_WHAT YOU WILL DO_:
Search the records for "negative" and copy each line that holds it.

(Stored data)
--

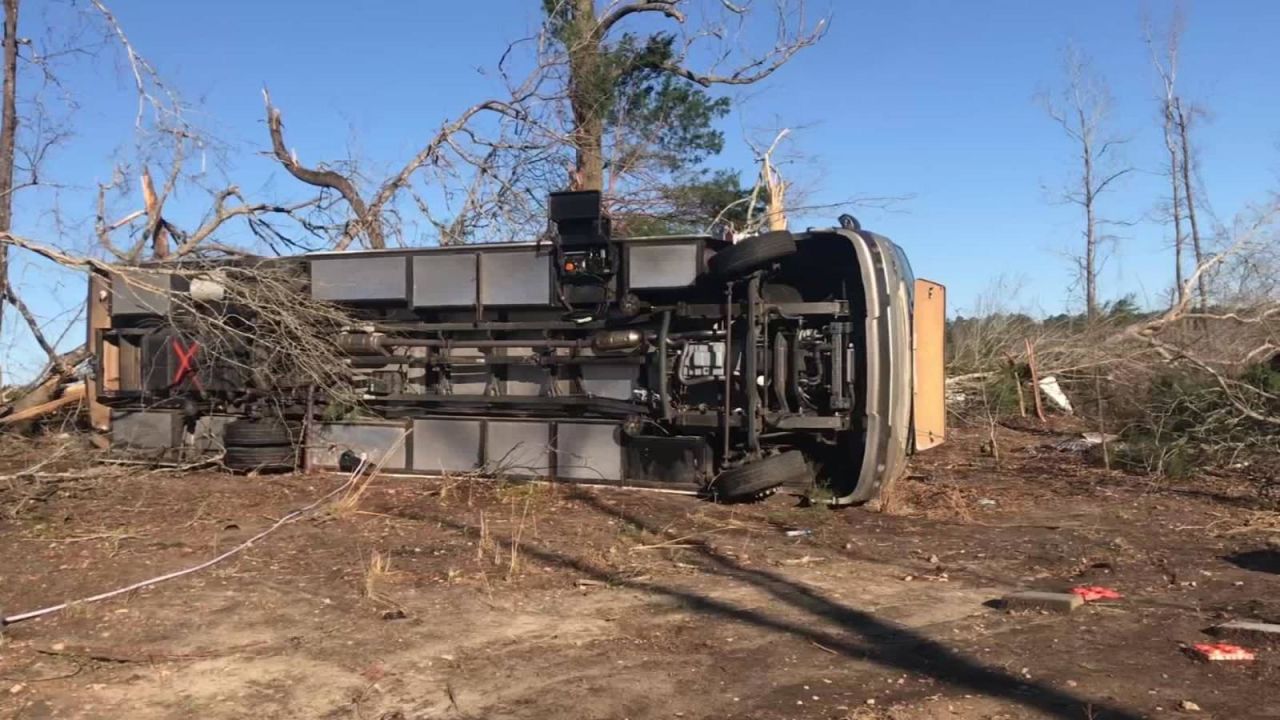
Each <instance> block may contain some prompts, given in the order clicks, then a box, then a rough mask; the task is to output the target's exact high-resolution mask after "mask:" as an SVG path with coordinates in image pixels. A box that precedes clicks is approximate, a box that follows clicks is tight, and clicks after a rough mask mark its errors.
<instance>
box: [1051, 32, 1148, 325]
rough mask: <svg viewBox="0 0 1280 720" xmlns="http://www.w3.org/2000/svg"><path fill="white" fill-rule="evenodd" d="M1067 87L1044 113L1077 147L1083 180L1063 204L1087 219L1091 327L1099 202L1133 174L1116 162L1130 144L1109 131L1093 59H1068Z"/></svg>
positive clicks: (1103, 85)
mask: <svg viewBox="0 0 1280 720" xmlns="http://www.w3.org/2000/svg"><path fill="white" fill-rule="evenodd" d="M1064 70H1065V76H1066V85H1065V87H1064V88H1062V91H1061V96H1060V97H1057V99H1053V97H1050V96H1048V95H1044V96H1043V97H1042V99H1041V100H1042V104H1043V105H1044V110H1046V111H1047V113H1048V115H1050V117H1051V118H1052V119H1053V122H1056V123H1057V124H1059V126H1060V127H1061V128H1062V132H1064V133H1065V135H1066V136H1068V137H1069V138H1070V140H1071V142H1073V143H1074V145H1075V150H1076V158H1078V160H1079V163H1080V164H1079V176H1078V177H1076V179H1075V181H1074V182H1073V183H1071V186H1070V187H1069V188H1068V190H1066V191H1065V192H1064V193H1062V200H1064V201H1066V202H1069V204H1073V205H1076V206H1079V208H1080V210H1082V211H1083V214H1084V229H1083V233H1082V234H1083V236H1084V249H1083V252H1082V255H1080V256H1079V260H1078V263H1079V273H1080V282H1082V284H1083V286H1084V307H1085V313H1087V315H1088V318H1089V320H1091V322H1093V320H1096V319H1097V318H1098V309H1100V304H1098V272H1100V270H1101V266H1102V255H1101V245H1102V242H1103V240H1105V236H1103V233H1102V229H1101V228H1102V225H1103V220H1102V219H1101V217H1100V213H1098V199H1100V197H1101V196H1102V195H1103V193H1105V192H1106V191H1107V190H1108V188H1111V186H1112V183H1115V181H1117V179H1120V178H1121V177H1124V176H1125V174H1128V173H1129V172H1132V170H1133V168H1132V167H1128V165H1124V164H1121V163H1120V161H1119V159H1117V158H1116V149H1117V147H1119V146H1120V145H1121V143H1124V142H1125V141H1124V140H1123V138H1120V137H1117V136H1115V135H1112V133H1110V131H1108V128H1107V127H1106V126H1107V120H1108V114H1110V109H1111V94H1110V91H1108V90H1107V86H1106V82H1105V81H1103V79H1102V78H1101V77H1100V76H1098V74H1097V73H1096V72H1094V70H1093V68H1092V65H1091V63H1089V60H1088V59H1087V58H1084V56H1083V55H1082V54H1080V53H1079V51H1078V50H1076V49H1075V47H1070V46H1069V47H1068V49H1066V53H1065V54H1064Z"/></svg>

--

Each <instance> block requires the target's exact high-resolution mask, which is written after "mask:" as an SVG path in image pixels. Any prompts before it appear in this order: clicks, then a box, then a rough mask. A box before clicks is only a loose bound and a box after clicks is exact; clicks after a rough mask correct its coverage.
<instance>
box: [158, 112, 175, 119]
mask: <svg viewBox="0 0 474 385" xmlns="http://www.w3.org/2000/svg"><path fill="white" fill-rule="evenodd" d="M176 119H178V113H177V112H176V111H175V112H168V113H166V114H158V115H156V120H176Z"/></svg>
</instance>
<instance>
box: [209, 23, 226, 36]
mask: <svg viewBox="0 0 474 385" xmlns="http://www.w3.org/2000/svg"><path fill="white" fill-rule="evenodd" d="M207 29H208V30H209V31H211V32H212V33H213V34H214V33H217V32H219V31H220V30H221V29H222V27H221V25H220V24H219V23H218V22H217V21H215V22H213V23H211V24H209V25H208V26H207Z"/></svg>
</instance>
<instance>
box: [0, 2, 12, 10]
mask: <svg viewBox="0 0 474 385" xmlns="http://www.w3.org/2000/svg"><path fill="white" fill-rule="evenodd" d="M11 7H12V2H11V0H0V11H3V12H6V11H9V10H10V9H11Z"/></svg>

--

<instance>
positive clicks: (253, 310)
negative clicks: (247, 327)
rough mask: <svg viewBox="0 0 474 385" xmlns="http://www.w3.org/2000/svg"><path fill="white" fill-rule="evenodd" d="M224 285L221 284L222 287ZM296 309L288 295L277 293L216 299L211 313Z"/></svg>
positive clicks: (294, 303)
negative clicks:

--

_ANSWER SECTION_:
negative clicks: (247, 327)
negative clicks:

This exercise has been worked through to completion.